### Список заданий
a - Перепишите из текста о прибытии в Улан-Батор без изменений часть, которая открывается словами «Не зная монгольского, русского» и завершается словами «что выдался сегодня.».
b - Продолжите текст о прибытии в Улан-Батор, начав сразу после его последнего предложения.

### Фрагмент текста
━━━
Министр культуры и будущий премьер подходит к микрофону и начинает приветственную речь, которую переводят на русский. «Ну, все, вы у меня в руках!» – хвастливо говорит Зелия, единственная из нас четверых, кто знает хоть несколько слов на языке Пушкина и Достоевского. Затем следует перевод на английский, маленький переводчик глотает слова и захлебывается. «Пропадете без меня!» – продолжает ликовать Зелия, которая опять же одна может, как ей кажется, изъясняться по-английски. Ее заблуждение очень скоро рассеивается, ибо, когда я требую у этого полиглота перевести, она бестрепетно отвечает: «Нас поздравляют с благополучным прибытием и говорят: “Добро пожаловать!”» Мне остается лишь скрипеть зубами: ох, ни у кого мы не в руках, а совсем в другом месте.
Не зная монгольского, русского и английского, я не решаюсь даже произнести «мерси», но ответную речь, сказанную на родном баиянском наречии, завершаю призывом «Za mir vo vsiom mire!», эту советскую здравицу я затвердил на конгрессах и произношу ее специально для изумленных радиослушателей, которые ничего не понимают.
Нас рассаживают по машинам и везут в гостиницу. Я вижу на улицах людей в национальных костюмах из ярко расшитой дубленой овчины, в высоких сапогах и теплых шапках – мужчины кажутся мне рослыми и крепкими, женщины – хорошенькими. Министр и прочие официальные лица, сопровождающие нас, сильно проигрывают в сравнении с ними, выглядят в европейской одежде какими-то бесцветными и невзрачными. Костюмы и пальто московского пошива сидят на удивление паршиво: очевидно, их надевают лишь по необходимости – по особо торжественным случаям, вот вроде того, что выдался сегодня.
В гостинице нас знакомят с каким-то здоровяком в белой хламиде поверх костюма, который ему безнадежно мал. Как ни старается Зелия, нам не удается понять, кто этот человек и в чем состоят его обязанности.
– Парикмахер! – осеняет Росу. – Вот кстати! Николас, тебе пора подправить баки! Дальнейшие события доказали ее неправоту.
Потом нас везут показывать город. Маленький переводчик – возраст его определить я не в силах: все монголы, за исключением детей, разумеется, кажутся мне людьми средних лет, от тридцати примерно до сорока, – переводит на английский объяснения министра, время от времени останавливающего машину перед бетонными зданиями. Зелия старается как может, и благодаря ее усилиям мы узнаем, что это вот – Совет Министров, а это Центральный Комитет, а это – Великий народный хурал, монгольский парламент. Однако гораздо интересней этих считанных домов в унылом советском стиле разбросанные по равнине шатры, многие сотни шатров: круглые, из необычайно плотной верблюжьей шерсти, просторные, удобные, с очагом посередине. Там живут длинноусые пастухи и их толстые жены: совсем другой город, воздвигшийся здесь на час или на год, он куда больше и несравненно притягательней, чем Улан-Батор из кирпича да из бетона.
━━━
### Фрагменты данных
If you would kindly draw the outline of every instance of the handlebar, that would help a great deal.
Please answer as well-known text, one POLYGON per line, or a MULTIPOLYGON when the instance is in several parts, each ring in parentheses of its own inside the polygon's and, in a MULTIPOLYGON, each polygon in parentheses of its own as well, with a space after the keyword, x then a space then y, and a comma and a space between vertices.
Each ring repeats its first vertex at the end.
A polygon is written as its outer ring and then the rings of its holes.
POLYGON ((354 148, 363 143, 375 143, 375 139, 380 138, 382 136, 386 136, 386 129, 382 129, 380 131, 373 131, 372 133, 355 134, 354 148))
━━━
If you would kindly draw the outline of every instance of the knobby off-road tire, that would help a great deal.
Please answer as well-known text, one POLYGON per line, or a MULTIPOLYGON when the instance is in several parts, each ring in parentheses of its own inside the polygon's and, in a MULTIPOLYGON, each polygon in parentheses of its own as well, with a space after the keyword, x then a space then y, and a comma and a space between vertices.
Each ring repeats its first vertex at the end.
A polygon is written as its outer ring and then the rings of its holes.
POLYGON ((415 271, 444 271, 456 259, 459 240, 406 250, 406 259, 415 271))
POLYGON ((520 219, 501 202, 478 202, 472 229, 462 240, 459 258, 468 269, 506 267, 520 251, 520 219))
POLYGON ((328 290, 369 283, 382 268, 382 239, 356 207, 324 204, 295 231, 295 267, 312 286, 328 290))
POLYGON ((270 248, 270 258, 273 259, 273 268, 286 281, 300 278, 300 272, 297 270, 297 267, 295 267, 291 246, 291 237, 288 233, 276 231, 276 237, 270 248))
━━━
### Ответы к упражнениям
a -
Не зная монгольского, русского и английского, я не решаюсь даже произнести «мерси», но ответную речь, сказанную на родном баиянском наречии, завершаю призывом «Za mir vo vsiom mire!», эту советскую здравицу я затвердил на конгрессах и произношу ее специально для изумленных радиослушателей, которые ничего не понимают.
Нас рассаживают по машинам и везут в гостиницу. Я вижу на улицах людей в национальных костюмах из ярко расшитой дубленой овчины, в высоких сапогах и теплых шапках – мужчины кажутся мне рослыми и крепкими, женщины – хорошенькими. Министр и прочие официальные лица, сопровождающие нас, сильно проигрывают в сравнении с ними, выглядят в европейской одежде какими-то бесцветными и невзрачными. Костюмы и пальто московского пошива сидят на удивление паршиво: очевидно, их надевают лишь по необходимости – по особо торжественным случаям, вот вроде того, что выдался сегодня.

b -
Зимой, когда пастухи-кочевники стекаются сюда из пустыни, население столицы удваивается. В начале 1952 года в Улан-Баторе постоянно проживало пятьдесят тысяч человек, а зимой их становилось больше ста тысяч. Во всей Монголии было всего около миллиона. Мы останавливаемся перед деревянной, очень красивой постройкой в китайском стиле. Это дворец живого бога: перед тем как страну захватили японцы, Монголия была теократическим государством, и правил ею далай-лама – земное воплощение Будды. Лама заключил союз с Сухэ-Батором и изгнал из страны русских белогвардейцев, которые, сменив японцев, угнетали монгольский народ. А после победы оставался у власти до самой своей смерти в 1923 году, когда в независимой Монголии установился социалистический режим. Из ста тысяч буддийских монахов выжила тысяча, из тысячи монастырей уцелела сотня. В конце нашего пребывания мы посетили живого Будду – очень даже живого, если не партийного, то явно сочувствующего, – и он произнес перед нами похвальное слово коммунистическому правительству.
Большую часть того, что говорил министр, мы не понимали, и через маленького толмача Зелия обратилась к нему с нижайшей просьбой – найти нам, ради всего святого, во имя Маркса и Ленина, переводчика с французского, а если с испанского – то еще лучше, ибо Роса никакого другого не знает. На это министр жалостным голосом поведал нам, что нет в народной республике человека, владеющего французским, а уж испанским – и подавно. Он выразительно и беспомощно разводил руками и, конечно, испытывал унижение. Мне даже стало его жалко. Делать было нечего, пришлось удовлетвориться познаниями доны Зелии, мы все же оказались у нее в руках, и я благодарно расцеловал их.
Раблезианский ужин проходит под внимательным взглядом того самого здоровяка в белом халатике. И все же – кто он, какую роль выполняет? Явно не парикмахер, тут Роса ошиблась. Директор ресторана, предположила Зелия. Мы с Николасом по его приглашению попробовали национальный напиток – водку из ослиного молока. Поначалу она показалась нам отвратительной, но таинственный незнакомец настаивал, мы повторили и постепенно оценили ее своеобразную прелесть.
Программа назавтра предусматривает встречу с членами правительства, визит в ЦК, затем в парламент, затем посещение университета. Что же нам делать? Как слушать приветствия и отвечать на них? Как вести беседу?
Уже подходил к концу наш завтрак, не менее роскошный, чем вчерашний ужин, когда появился министр культуры в сопровождении какого-то человека неопределенного (как все монголы) возраста и с ликованием отрекомендовал его нам: «ФРАНСУСКИ, ФРАНСУСКИ!»
– Bonjour! – вскричали мы дружным хором.
– Bonjour, – тихо, еле слышно ответствовал долгожданный и столь необходимый нам переводчик. Нашли все-таки, расстарались и раздобыли.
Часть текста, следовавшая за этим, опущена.